• **The problem**: Your answer should be every line of the records that contains the word "bäckerei".

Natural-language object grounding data
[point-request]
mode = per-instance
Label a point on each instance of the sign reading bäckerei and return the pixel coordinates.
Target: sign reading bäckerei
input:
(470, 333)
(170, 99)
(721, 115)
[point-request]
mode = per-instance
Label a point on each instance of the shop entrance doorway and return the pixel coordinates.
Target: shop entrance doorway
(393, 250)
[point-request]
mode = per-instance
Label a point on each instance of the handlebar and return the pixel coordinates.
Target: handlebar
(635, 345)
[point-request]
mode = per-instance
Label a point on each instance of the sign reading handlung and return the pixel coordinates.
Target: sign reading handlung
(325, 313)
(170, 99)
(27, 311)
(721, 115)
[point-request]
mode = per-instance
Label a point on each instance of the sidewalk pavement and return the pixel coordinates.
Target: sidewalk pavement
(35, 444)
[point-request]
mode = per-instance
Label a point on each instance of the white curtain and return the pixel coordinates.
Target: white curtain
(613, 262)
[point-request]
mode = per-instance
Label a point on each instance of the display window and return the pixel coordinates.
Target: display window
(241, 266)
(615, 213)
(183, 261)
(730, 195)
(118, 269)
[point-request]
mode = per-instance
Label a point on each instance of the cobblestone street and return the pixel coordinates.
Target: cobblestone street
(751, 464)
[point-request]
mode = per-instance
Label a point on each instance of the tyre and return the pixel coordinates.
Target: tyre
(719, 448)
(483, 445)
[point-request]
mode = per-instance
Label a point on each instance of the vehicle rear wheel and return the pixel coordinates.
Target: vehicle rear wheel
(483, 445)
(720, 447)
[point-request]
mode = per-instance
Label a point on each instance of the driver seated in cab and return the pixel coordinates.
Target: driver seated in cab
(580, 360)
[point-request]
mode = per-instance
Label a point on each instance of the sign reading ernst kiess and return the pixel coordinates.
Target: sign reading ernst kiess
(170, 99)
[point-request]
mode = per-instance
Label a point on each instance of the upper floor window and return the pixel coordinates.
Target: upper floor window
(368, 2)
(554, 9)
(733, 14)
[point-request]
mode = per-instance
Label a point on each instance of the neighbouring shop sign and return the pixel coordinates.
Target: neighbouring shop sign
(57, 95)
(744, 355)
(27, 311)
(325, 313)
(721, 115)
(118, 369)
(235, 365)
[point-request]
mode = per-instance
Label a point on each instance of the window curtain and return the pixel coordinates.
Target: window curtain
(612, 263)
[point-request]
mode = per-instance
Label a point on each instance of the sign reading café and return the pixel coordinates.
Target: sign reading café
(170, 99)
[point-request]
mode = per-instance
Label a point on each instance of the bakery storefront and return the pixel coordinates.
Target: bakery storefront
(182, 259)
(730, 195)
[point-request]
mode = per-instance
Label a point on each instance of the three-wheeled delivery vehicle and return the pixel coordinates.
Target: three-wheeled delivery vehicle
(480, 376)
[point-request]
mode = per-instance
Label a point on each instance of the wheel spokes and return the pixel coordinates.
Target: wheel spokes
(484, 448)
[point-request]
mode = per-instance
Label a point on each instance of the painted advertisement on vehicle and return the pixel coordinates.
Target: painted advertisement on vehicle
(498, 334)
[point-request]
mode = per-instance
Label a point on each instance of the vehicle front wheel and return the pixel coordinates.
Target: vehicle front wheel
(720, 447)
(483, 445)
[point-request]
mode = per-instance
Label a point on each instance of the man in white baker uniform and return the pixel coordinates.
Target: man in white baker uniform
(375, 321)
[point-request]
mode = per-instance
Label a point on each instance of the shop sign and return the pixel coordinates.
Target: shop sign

• **Exercise response**:
Label a point on each instance of the sign reading bäckerei and return the pixel coordinates.
Target: sign reading bäckerei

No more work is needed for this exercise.